STATED PROBLEM:
Repeat the material below word for word, everything from the line containing "Please indicate the decorative pillow" down to the end of the material.

Dataset records:
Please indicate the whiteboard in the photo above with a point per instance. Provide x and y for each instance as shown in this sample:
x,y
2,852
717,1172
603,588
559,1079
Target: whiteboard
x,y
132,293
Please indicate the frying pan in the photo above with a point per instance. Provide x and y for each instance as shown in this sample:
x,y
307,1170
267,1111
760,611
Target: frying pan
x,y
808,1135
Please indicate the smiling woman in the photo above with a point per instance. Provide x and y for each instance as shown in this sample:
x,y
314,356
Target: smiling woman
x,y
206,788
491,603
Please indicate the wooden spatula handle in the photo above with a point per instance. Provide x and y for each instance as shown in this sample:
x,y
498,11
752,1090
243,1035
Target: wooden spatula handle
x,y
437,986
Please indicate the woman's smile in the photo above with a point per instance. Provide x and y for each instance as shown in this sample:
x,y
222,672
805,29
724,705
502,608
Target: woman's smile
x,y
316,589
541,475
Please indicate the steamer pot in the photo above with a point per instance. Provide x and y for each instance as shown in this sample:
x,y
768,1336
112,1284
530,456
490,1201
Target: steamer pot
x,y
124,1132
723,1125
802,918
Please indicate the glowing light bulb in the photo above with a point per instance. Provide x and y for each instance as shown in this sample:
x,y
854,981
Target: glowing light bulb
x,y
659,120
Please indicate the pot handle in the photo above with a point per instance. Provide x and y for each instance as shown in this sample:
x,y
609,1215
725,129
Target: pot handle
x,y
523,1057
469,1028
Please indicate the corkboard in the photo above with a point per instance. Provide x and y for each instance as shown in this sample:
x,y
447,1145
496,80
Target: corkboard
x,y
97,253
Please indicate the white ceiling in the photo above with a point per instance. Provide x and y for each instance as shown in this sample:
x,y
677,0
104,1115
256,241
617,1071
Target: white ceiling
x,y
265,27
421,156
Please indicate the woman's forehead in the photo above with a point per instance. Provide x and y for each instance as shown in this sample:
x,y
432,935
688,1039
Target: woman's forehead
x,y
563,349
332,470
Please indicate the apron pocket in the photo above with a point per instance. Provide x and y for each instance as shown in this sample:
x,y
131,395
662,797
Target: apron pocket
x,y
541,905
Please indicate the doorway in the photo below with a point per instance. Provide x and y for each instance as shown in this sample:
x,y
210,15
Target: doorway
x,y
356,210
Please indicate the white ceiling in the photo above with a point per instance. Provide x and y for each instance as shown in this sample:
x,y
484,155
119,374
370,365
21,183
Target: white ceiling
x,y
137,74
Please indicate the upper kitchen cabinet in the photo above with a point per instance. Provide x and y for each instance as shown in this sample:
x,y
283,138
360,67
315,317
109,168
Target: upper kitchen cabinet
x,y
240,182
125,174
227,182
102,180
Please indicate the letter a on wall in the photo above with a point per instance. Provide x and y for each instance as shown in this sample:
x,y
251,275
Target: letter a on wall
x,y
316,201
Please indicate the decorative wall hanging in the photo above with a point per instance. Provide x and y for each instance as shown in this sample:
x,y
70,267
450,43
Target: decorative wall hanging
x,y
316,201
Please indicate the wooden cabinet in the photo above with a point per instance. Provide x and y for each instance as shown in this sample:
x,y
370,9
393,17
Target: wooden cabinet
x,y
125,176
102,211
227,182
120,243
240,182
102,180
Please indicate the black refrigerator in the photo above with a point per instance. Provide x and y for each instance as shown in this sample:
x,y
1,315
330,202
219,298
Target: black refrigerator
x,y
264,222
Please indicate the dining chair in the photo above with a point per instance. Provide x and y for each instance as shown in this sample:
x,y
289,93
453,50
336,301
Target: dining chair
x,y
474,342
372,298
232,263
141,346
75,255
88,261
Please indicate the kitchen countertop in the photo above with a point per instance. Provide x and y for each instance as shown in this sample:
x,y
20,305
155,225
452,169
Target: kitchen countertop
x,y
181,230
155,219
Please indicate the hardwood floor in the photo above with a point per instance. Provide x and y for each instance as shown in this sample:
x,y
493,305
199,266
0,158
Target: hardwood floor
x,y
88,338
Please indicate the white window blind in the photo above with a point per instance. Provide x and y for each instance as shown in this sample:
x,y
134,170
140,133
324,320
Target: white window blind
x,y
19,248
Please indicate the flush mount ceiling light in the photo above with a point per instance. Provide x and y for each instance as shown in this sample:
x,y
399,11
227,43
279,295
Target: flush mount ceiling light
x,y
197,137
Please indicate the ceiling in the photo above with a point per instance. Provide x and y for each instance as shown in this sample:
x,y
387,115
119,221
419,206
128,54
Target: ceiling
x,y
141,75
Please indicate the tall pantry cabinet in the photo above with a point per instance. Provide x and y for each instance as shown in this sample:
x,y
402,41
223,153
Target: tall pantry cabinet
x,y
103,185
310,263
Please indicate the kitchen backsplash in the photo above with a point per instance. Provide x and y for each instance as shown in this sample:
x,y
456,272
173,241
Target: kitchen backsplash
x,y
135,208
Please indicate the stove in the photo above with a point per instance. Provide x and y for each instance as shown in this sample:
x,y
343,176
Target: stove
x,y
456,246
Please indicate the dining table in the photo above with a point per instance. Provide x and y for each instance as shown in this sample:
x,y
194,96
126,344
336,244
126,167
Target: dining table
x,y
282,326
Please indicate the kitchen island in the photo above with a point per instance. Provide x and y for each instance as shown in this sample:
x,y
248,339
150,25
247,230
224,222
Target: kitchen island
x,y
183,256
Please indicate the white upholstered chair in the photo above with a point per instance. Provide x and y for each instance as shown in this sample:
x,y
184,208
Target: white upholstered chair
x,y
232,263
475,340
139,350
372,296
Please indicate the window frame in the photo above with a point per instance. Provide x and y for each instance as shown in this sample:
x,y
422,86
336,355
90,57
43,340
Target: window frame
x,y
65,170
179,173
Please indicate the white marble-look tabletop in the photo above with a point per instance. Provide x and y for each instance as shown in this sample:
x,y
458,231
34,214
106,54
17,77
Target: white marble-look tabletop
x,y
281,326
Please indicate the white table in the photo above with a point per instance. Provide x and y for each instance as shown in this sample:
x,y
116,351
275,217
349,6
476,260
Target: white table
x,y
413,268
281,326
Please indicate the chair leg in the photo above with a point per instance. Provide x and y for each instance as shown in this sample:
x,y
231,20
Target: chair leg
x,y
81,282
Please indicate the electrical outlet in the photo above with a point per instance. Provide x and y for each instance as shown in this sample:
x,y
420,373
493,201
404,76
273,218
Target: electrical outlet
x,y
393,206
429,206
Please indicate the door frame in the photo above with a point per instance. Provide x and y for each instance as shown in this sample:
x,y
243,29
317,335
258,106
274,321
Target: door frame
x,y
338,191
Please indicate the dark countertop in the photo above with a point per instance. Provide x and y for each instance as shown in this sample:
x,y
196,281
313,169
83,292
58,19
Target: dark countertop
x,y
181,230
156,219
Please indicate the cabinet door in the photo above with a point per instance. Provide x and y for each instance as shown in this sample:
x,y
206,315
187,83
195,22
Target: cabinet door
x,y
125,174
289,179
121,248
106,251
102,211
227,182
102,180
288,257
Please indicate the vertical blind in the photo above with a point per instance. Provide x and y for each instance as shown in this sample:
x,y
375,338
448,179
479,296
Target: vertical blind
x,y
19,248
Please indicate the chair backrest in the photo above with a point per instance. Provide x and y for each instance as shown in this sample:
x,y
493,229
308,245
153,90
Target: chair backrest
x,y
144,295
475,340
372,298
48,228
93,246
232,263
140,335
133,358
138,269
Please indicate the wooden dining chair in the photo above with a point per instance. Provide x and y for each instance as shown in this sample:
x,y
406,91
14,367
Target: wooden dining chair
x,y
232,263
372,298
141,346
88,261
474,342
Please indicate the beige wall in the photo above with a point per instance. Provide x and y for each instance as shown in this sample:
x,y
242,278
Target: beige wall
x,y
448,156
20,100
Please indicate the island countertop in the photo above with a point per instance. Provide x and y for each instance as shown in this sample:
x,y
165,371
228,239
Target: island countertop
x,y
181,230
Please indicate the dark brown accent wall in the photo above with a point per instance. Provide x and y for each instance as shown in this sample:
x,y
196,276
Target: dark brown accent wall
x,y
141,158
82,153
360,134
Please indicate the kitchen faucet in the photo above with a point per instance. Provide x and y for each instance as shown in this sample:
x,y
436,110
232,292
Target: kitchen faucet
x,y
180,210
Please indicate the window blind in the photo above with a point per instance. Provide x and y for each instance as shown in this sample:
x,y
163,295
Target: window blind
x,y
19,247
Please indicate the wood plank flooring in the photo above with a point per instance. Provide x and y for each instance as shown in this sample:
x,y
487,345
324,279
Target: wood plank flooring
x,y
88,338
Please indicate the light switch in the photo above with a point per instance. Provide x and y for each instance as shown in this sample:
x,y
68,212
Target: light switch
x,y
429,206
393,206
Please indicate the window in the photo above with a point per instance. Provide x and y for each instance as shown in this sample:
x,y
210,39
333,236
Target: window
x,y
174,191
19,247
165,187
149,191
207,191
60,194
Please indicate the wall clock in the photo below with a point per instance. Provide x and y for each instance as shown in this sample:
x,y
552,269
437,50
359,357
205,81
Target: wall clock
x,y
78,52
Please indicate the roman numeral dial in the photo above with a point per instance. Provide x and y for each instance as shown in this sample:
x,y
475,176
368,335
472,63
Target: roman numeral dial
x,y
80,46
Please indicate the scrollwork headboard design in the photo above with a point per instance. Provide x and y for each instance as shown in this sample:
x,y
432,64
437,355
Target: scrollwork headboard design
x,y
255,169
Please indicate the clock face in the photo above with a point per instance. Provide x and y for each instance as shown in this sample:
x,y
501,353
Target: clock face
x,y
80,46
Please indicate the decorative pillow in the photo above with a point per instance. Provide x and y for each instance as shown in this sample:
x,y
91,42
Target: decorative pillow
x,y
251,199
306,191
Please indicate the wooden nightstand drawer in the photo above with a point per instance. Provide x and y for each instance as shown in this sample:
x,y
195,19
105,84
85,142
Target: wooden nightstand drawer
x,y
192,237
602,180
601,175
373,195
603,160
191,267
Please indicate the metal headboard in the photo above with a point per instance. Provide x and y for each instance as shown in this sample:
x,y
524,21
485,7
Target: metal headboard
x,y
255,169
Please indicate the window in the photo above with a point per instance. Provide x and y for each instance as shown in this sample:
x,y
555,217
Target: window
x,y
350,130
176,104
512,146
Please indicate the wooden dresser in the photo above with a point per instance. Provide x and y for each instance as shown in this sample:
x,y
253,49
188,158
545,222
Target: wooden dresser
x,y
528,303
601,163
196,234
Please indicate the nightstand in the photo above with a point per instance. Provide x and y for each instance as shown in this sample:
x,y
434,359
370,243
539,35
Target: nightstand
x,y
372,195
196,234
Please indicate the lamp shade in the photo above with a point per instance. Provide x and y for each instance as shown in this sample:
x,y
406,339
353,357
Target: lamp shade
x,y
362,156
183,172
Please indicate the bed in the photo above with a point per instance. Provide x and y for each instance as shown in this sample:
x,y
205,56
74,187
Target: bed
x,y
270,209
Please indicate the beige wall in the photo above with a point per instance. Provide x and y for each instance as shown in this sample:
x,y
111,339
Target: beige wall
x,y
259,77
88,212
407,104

RESPONSE TO THE EXERCISE:
Please indicate the decorative pillow in the photo above with a point per instance. Provide x and y for each instance as shown in this sample:
x,y
91,42
Target: decorative pillow
x,y
251,199
306,191
Please indicate the wooden nightstand drawer in the photo above with a point per instance. Provide x and y for each instance as shown in this sample:
x,y
195,19
105,84
85,142
Target: wooden nightstand drawer
x,y
192,237
602,180
601,175
373,195
603,160
191,267
Please indicate the metal headboard in the photo above with a point per instance. Provide x and y for each instance as shown in this sample:
x,y
524,21
485,7
Target: metal headboard
x,y
255,169
Please indicate the window in the photo above with a point per instance. Provide x and y for each instance as shown in this sample:
x,y
555,217
Target: window
x,y
350,130
176,104
512,146
Please indicate the wooden dresser in the photo above with a point per instance. Provide x and y for each instance as shown in this sample:
x,y
253,49
188,158
545,222
Target: wooden dresser
x,y
528,303
601,163
196,234
Please indicate the nightstand in the photo above with a point per instance. Provide x and y for each instance as shown in this sample:
x,y
434,359
370,243
539,35
Target: nightstand
x,y
372,195
196,234
Please indicate the lamp shade in the photo above with a point per instance. Provide x and y for each instance as shown in this sample:
x,y
406,339
353,357
Target: lamp shade
x,y
362,156
183,172
Please indicate the bed in the photo above with a point per instance. Provide x and y for each instance as shown in this sample:
x,y
205,56
74,187
Target: bed
x,y
270,209
Please indicate the beige wall in the photo above with a point per instance. Provide x and y for each instance as shown in this sample:
x,y
111,339
Target: beige wall
x,y
259,77
88,212
407,104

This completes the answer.